§ **DOCUMENT SECTION**
◆ ◆ ◆ ◆ ◆
Recent downturns and responses to them based on cuts in spending have reduced all three of these aspects of our economic environment. Above all, it is the responsibility of government to maintain a culture in which people enjoy living and have opportunity. Our corporate welfare focus is foolish. We need to build infrastructure, take care of the health care mess once and for all by extending Medicare to everyone who wants to enroll and supporting Medicaid. We need to defend — and extend — Social Security and restore the retirement age to a reasonable 62, which would open up opportunity for young people. Older people who can scarcely keep up the pace are now locked into jobs they are no longer able to do by the necessity to keep employer medical insurance and the prospect of poverty with reduced Social Security. Let older Americans retire and spend their retirement accounts and Social Security on travel and support for their children and grandchildren — something other than medical care — and the economy will turn around.
I look forward to voting for you again and again as our Senator from Virginia, and I hope I will get to vote for you for President in the future. Please understand that I do not want to take away from business, but business does not thrive except in a dynamic culture that produces demand for goods and services. Money trickles up, not down, and we know this every time we pay our credit card payment. If we keep cutting off our most vulnerable and forcing our middle class into poverty by low wages, expensive education, rising food costs, rising energy costs, abusive credit practices, and tax incentives to wealthy private corporations we will not survive.
◆ ◆ ◆ ◆ ◆
§ **Point-per-instance localization data**
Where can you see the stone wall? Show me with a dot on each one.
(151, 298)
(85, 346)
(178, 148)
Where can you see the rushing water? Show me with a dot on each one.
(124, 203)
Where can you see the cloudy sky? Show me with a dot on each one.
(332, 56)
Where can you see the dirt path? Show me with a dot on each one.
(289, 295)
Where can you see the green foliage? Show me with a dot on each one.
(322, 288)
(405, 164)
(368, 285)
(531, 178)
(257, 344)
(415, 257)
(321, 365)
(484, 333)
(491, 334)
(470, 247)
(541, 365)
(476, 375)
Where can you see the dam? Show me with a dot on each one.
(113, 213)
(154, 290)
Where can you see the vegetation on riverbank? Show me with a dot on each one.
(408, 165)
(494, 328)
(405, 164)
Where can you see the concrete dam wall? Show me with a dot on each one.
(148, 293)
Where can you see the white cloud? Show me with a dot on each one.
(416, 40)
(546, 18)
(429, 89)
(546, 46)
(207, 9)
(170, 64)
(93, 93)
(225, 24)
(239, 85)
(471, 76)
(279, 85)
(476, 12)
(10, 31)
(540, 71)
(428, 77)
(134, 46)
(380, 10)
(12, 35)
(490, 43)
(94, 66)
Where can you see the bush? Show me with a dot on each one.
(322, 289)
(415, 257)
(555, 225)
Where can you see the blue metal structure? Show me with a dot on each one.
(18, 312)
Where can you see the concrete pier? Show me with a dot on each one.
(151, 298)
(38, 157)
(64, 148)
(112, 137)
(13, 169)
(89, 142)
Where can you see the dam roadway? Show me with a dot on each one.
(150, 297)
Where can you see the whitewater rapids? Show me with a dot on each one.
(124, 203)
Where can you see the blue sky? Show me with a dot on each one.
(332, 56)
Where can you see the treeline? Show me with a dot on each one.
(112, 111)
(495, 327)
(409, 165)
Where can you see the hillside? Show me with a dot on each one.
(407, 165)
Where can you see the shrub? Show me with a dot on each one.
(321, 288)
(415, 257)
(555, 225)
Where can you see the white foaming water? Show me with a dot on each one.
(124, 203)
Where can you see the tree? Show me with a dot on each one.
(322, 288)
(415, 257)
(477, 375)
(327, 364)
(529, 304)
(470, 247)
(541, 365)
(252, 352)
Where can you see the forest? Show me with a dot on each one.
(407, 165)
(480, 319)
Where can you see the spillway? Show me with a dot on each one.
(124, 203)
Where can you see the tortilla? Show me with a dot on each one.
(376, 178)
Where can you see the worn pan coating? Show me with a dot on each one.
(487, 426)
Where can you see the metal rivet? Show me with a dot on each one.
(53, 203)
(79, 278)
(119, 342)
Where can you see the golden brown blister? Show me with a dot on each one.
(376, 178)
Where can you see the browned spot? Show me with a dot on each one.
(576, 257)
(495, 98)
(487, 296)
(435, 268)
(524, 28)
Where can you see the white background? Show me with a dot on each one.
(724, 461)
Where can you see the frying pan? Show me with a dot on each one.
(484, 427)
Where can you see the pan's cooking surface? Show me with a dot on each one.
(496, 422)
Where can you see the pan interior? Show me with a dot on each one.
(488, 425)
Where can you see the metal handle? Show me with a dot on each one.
◆ ◆ ◆ ◆ ◆
§ **REQUIRED WORK**
- A) What retirement age does the letter to the Senator say should be restored?
- B) Continue the letter to the Senator from its last sentence.

§ **ANSWERS PROVIDED**
- A) 62

- B)
For an economy to thrive, some of the money that goes up needs to be forced back down to the bottom so that it can recirculate. The way to do this is to collect taxes from the people who use our labor force and our infrastructure and our consumer base to become wealthy. The wealthy are not the source of jobs, they are the result of many people working to get by and to have a few dollars extra to take the family to the beach once a year and to carry smart phones in their pockets. The working people are the source of jobs and the source of wealth because they both do the work and generate the demand for goods and services. Infusing money at the top and asking corporations for the favor of a few jobs is utterly ridiculous.
I hope that your new bill considers the workers in the United States when you are thinking about jobs, because if our workers are not healthy and hopeful and do not benefit from their work we will not have an economy no matter how much money we give to corporations.
I hope also that you will see this message. I know that you receive many letters, but this message is clear. In the United States today we are seriously talking about taking out the foundations of the economy and trying to sustain the wealth at the top by giving more money to wealthy people. This is a third world solution, and we can do better.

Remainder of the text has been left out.